For each statement below, decide whether it agrees with the mountaintop reflection that follows, and answer yes or no with the deciding words of that reflection quoted exactly: (a) The writer has the theological expertise to unpack the passage fully. (b) Peter, James, and John went up the mountain with Jesus. (c) The voice from the cloud said, "This is my Son, my Beloved."

## Source text
- - - - - - -
Welcome to my weekly ‘Layman’s Lectionary’ series where I stumble my way through the liturgical year and share my layman’s opinions, doubts, fears, and hopes about modern culture and daily life as it corresponds to scripture.
Click here for Revised Common Lectionary readings.
I wish I had more time and theological expertise to unpack this one. I know there are prophecies from the Hebrew Bible being made manifest and a lot of other nuances going on that are beyond my layman’s proficiencies.
But Jesus is definitely having a mystical God-moment up on that mountain as his appearance changes from a shabbily-clad olive-skinned man to… a luminescent, flowing-robed God-Man. He even channels the prophets Moses and Elijah.
You know that Peter, James, and John — the disciples who accompanied him on that mountaintop — were straight-up frrrreaking out…
A radiant cloud appeared and they all felt the presence of God. A voice out of the cloud rang, “This is my Son, my Chosen; listen to him!”
This mystical God-moment marks the point before the descent. After this passage, Jesus shares — quite possibly — his most disturbing, shocking, and de-centering teaching of all. He’s about to reveal that he must suffer, die, and rise again — and that anyone who cares to join him must “deny themselves and take up their cross daily and follow me” (Luke 9:23).
Lent is upon us. A lot of harrowing stuff is about to go down back on level ground.
But why not delay it a little while? Why not bask in his God-granted and human-witnessed glory and be a supreme king for a while before swallowing the bitter medicine that awaits him at the bottom of that mountain?
I mean, really, why doesn’t Jesus just ride out his success? He’s totally winning right now!!
Instead, Jesus must move his feet one step at a time back down that mountain to the valley of the shadow of death. This God, who slipped into skin as a human, must die.
Because it’s not about worshipping a glorious glowing-white king. If so, the story would’ve stopped there.
But it doesn’t.
It keeps going.
The path of descent has just begun.
God has entered flesh
And now walks
Towards God’s own death.
But even that isn’t the end of the story.
- - - - - - -
## Input data

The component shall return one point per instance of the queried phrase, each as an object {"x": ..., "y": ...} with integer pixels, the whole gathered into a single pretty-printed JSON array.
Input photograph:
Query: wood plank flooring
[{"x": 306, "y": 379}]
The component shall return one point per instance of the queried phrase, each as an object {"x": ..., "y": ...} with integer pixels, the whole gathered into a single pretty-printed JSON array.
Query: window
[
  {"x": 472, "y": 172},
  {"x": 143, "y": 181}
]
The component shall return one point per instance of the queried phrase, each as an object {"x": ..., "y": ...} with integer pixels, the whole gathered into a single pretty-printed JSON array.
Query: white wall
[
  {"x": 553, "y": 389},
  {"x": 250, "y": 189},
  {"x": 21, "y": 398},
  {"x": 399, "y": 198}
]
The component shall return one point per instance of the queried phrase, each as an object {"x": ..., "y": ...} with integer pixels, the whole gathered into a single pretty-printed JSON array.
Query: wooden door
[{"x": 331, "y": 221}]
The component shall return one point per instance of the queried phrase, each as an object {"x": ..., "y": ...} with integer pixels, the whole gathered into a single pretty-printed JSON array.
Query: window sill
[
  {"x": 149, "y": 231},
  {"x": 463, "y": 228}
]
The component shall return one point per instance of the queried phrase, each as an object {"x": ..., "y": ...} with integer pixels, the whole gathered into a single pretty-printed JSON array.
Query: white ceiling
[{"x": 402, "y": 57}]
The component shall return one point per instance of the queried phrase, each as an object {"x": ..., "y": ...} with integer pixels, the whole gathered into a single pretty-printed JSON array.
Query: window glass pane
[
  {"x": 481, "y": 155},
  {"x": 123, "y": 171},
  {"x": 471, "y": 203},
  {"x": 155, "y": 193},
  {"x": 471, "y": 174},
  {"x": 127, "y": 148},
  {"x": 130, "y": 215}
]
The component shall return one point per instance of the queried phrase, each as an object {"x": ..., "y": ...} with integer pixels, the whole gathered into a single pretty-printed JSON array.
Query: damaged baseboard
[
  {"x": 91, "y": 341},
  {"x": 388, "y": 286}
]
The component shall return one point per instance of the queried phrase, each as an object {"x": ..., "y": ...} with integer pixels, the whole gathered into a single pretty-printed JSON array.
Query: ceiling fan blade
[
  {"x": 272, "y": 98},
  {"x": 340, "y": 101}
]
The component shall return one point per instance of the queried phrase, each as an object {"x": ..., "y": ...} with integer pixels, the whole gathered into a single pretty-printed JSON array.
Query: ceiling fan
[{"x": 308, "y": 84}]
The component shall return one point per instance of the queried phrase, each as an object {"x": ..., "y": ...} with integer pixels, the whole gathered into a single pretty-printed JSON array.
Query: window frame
- - - - - - -
## Completed task
(a) No: "I wish I had more time and theological expertise to unpack this one."
(b) Yes: "Peter, James, and John — the disciples who accompanied him on that mountaintop"
(c) No: "This is my Son, my Chosen; listen to him!"